**THE TASK:** Replace "Place a dot on" with "Mark a point on" throughout the data below and write the lines out again, changing nothing else and leaving out the pictures.

**PROVIDED MATERIAL:**
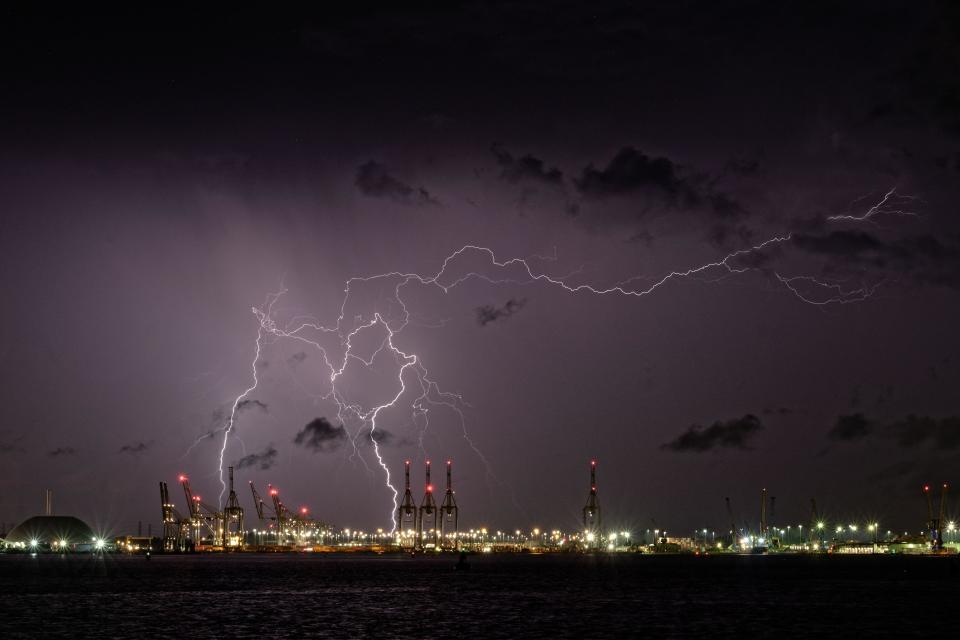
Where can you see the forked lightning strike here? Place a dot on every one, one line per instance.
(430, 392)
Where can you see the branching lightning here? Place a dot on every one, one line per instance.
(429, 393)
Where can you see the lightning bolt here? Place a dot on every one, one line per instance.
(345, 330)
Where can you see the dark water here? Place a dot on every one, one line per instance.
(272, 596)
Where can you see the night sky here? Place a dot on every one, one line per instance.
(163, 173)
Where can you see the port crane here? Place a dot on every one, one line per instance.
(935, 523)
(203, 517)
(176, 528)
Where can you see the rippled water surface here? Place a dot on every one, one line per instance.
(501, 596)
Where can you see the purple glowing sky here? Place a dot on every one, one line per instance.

**ANSWER TO THIS EXERCISE:**
Where can you see the forked lightning strike here? Mark a point on every one, one line per instance.
(430, 392)
Where can you see the branching lightning here? Mark a point on every one, one line per instance.
(429, 393)
Where can you see the lightning bolt here? Mark a point on every one, one line per instance.
(345, 330)
Where can you see the dark water here? Mark a point on every one, one line per instance.
(272, 596)
Where can you see the night sky here? Mark a point on every one, one line per instance.
(163, 173)
Where can you see the port crane here? Mark a point on every one, one line per instance.
(935, 523)
(203, 517)
(176, 528)
Where can you see the rippled water surface here? Mark a point on every one, one line per instance.
(501, 596)
Where can you see the purple glowing sky here? Mark a point on every one, one line per instance.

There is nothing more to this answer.